## DATA LINES:
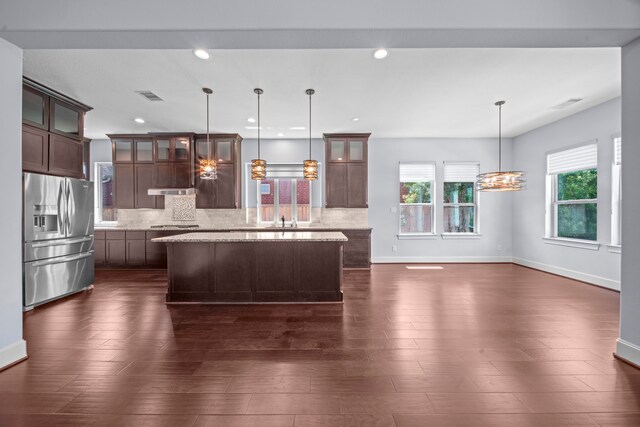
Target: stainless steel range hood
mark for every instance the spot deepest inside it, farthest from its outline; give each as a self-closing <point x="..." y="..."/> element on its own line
<point x="171" y="191"/>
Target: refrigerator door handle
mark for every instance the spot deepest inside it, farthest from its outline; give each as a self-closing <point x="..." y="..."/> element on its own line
<point x="70" y="207"/>
<point x="61" y="212"/>
<point x="63" y="259"/>
<point x="61" y="242"/>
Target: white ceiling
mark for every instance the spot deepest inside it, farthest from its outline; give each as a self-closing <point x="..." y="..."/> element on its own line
<point x="412" y="93"/>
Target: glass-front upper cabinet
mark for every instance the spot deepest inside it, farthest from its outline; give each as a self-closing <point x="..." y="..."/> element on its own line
<point x="163" y="149"/>
<point x="356" y="150"/>
<point x="144" y="151"/>
<point x="123" y="151"/>
<point x="223" y="151"/>
<point x="35" y="108"/>
<point x="65" y="119"/>
<point x="337" y="150"/>
<point x="181" y="149"/>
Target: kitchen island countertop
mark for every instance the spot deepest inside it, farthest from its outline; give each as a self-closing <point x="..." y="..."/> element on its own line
<point x="255" y="236"/>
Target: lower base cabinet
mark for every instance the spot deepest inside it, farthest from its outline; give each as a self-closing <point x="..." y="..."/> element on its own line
<point x="135" y="249"/>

## WORK TO COMPLETE:
Update the rows above by replacing every "instance" with "occurrence" and leaving everything else unchanged. Leave the pictures out.

## RESPONSE TO THE EXERCISE:
Target: stainless steel range hood
mark for every occurrence the spot deepest inside it, farthest from its outline; give each as a self-closing <point x="..." y="..."/> element on its own line
<point x="171" y="191"/>
Target: refrigerator door handle
mark for every occurrence the spot deepest inside it, farthest from its outline; give each as a self-closing <point x="..." y="..."/> element on its own line
<point x="70" y="207"/>
<point x="61" y="212"/>
<point x="63" y="259"/>
<point x="61" y="242"/>
Target: white ceiling
mark for every occurrence the spot deepest inside it, farthest from its outline; give each as a self-closing <point x="..." y="..."/> element on its own line
<point x="412" y="93"/>
Target: glass-front upper cabinet
mark for every occurrence the spot deepest inside it, farthest from its outline; give each as a self-closing <point x="..." y="..."/> element on its own line
<point x="163" y="149"/>
<point x="356" y="150"/>
<point x="144" y="151"/>
<point x="123" y="151"/>
<point x="223" y="151"/>
<point x="35" y="108"/>
<point x="65" y="119"/>
<point x="337" y="150"/>
<point x="181" y="149"/>
Target: kitchen island countertop
mark for every occurrence the spot deepest inside it, farthest from its outline; give each as a self-closing <point x="..." y="..."/> element on its own line
<point x="255" y="236"/>
Target: lower base cabinet
mark for every occurrence the spot deepest inside it, farthest from its outline; give each as a self-closing <point x="..." y="..."/> element on its own line
<point x="135" y="249"/>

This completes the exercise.